**Task**: Restate the full listing word for word and leave the pictures out.

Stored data
#####

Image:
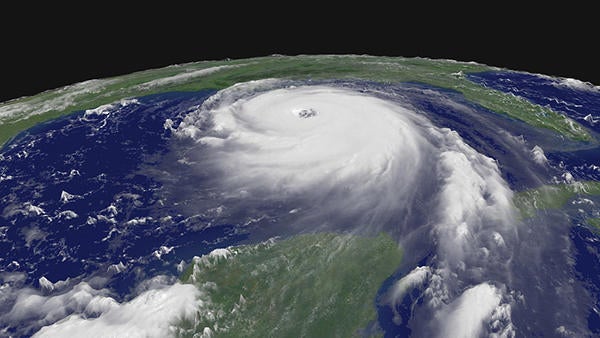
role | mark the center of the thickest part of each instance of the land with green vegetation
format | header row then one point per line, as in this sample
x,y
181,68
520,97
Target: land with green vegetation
x,y
314,285
23,113
547,197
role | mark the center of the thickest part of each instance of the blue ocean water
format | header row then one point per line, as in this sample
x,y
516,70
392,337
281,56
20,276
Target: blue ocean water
x,y
104,160
583,105
98,158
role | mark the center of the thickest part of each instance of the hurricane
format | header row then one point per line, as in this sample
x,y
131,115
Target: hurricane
x,y
308,196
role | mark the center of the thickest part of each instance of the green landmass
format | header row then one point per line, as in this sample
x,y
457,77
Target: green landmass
x,y
552,196
20,114
315,285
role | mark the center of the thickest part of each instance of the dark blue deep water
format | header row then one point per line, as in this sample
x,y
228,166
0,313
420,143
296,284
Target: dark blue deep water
x,y
85,192
115,215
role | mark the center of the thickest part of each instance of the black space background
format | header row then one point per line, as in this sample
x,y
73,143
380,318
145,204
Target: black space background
x,y
47,47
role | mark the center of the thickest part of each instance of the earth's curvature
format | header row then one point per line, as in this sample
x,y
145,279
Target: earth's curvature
x,y
303,196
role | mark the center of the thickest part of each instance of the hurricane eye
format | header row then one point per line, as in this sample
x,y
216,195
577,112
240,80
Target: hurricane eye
x,y
304,113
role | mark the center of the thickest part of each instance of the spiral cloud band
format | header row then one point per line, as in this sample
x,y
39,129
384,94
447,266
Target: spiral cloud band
x,y
368,161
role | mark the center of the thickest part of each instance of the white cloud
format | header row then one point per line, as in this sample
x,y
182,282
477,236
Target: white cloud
x,y
63,310
151,314
465,317
315,142
415,278
538,155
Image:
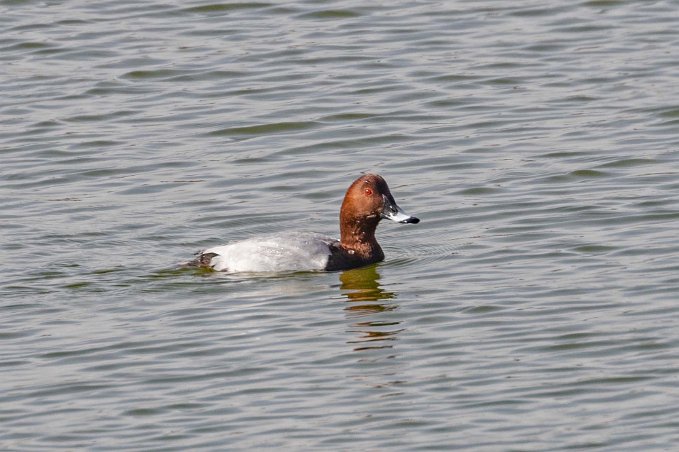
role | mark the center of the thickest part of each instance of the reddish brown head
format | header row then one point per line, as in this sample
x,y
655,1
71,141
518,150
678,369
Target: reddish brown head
x,y
368,200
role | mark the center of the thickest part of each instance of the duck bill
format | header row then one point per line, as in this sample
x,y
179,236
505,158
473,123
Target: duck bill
x,y
393,212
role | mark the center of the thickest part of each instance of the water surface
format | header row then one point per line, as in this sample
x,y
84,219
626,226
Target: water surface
x,y
533,308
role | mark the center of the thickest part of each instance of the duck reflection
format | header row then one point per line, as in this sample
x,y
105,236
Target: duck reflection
x,y
369,301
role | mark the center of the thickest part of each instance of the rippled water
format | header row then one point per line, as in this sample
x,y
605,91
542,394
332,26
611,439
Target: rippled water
x,y
533,308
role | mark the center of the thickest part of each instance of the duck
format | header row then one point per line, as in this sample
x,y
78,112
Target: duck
x,y
367,201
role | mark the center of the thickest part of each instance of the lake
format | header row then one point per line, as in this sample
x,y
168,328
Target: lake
x,y
534,307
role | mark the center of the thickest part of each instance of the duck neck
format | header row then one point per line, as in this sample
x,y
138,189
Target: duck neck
x,y
358,237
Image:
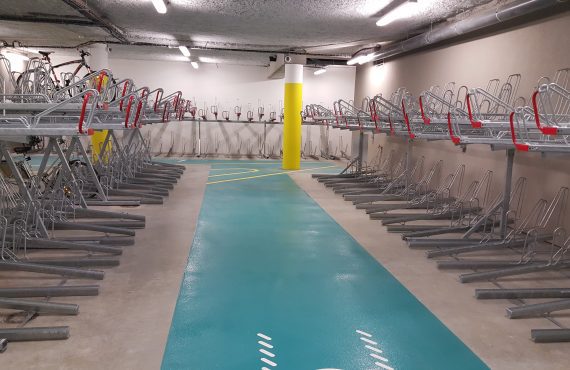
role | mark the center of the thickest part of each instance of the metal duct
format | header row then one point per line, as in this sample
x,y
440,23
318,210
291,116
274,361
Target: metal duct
x,y
476,22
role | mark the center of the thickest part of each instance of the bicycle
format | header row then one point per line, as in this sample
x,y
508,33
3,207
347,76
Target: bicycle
x,y
52,79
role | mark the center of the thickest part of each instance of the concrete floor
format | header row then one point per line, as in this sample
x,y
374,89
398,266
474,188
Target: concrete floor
x,y
126,326
482,325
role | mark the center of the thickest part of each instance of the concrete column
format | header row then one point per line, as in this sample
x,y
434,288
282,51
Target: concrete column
x,y
292,107
99,58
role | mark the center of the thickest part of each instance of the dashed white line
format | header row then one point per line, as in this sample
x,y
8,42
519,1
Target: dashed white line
x,y
263,336
378,357
267,345
383,366
267,353
364,333
268,362
368,341
373,349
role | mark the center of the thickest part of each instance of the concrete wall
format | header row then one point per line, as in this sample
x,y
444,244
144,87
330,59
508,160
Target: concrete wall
x,y
227,86
536,50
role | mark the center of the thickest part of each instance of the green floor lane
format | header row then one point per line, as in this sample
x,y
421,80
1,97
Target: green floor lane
x,y
273,282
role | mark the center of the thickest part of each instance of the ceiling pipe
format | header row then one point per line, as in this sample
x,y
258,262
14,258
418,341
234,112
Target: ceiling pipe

#####

**Answer in full**:
Image:
role | mark the center of the thickest part of each instance of the land with green vegetation
format | header row then one point per line, as in this sample
x,y
181,68
520,97
Target: land with green vegetation
x,y
314,285
23,113
547,197
role | mark the center of the thickest part of each instance of the blue ocean water
format | header row then one point per line, as in this sample
x,y
516,70
392,337
281,56
20,276
Target: blue ocean water
x,y
104,160
583,105
98,158
role | mark the center of the thickest part of each instance of the hurricane
format | header row then one point per line, as in this sample
x,y
131,115
Target: hurricane
x,y
308,196
role | mark the center of the thickest part of each instance of the green landmass
format | header row then one point per line, as in this sample
x,y
457,77
Target: green landmass
x,y
552,196
20,114
315,285
role | mark the center of the thickest part of each instance of the dark blue deep water
format | header row then one point per line, as in this sample
x,y
228,166
0,313
420,143
296,284
Target: dark blue deep water
x,y
85,192
115,215
role | mark the center of the thickest part of each instance of the black space background
format | header row then one point per line, as in this sample
x,y
73,143
380,318
145,204
Target: black space background
x,y
47,47
role | mark the center of the thickest part of each instance of the earth's curvature
format | header row then one point per line, as in this sample
x,y
145,279
Target: earth's curvature
x,y
303,196
role | mark the center of the thickest part of each instance of the hurricane eye
format | header row then one point per line, as in this sample
x,y
216,195
577,112
240,80
Target: hurricane eye
x,y
304,113
role | mark the center of the thickest part of each instance of the spiral cloud band
format | header row then one point per line, as in this sample
x,y
39,129
384,94
447,266
Target: spiral cloud band
x,y
368,161
role | mark the center of the thickest part of each instance of the white cloud
format | header row then one point per line, as in this sample
x,y
182,282
477,236
Target: white cloud
x,y
63,310
151,314
465,317
315,142
415,278
538,155
Image:
role | mark the center of the thickest part of each instance of the reddish brown head
format | header row then one point per line, as in this sample
x,y
655,1
71,141
518,150
678,369
Target: reddish brown head
x,y
368,200
role | mark the center of the thickest part of each instance of the duck bill
format | header row then one point per line, as in this sample
x,y
179,236
505,158
473,123
Target: duck bill
x,y
393,212
role | mark the center of the thickest part of each instance of the water surface
format | header row then one point per line, as in this sample
x,y
84,219
626,226
Target: water surface
x,y
533,308
role | mark the center of the thickest part of each instance of the duck reflection
format | header row then one point per line, as in this sample
x,y
105,236
Target: duck reflection
x,y
369,301
role | mark the center of the thickest part of each instance of the rippled water
format | header row then one point per line, as in this sample
x,y
605,91
542,394
332,26
611,439
Target: rippled water
x,y
533,308
role | mark the center of the thickest part of each instance of the duck
format | header row then one point per line, as in this sample
x,y
78,112
Target: duck
x,y
367,201
role | mark the center of the thickest part of each instance of the lake
format | header row then one point per line, as in this sample
x,y
168,328
Target: lake
x,y
534,307
role | mark the center of the thickest part of each instance of the duck neck
format | header row then one point per line, as in this sample
x,y
138,189
Target: duck neck
x,y
358,237
Image:
role | mark the center of the thickest part of each instance of the metal duct
format | header row then one point per line, as in this sample
x,y
440,23
318,210
291,116
274,361
Target: metal duct
x,y
476,22
role | mark the center of the thickest part of each instance of the bicycle
format | header row then one point per line, as in this sample
x,y
508,33
3,207
347,76
Target: bicycle
x,y
52,79
role | mark the center of the thickest part of each instance of the concrete floor
format | header row then one point per line, as in this sample
x,y
374,89
398,266
474,188
Target: concrete floor
x,y
126,326
482,325
role | mark the center of the thickest part of each instance of the concrete column
format | header row then one point per line, as in this sample
x,y
434,288
282,51
Target: concrete column
x,y
292,107
99,58
role | mark the center of the thickest part of each instance of the dashed white line
format | header row then one point per line, as in this sample
x,y
8,42
519,1
Target: dashed white line
x,y
263,336
378,357
267,345
383,366
267,353
364,333
268,362
368,341
373,349
role | mark the center of the thickest part of each instance of the concrete wall
format | header row then one point per line, as in this sample
x,y
444,244
144,87
330,59
508,160
Target: concrete wall
x,y
227,86
536,50
role | mark the center of the thickest part of each instance of the green floor lane
format | header row then one point per line, as in this sample
x,y
421,80
1,97
Target: green floor lane
x,y
273,282
role | mark the center of the thickest part of each instance of the ceiling pipe
format | header row then one point per line, as in this sample
x,y
258,262
14,258
418,341
234,112
Target: ceiling pipe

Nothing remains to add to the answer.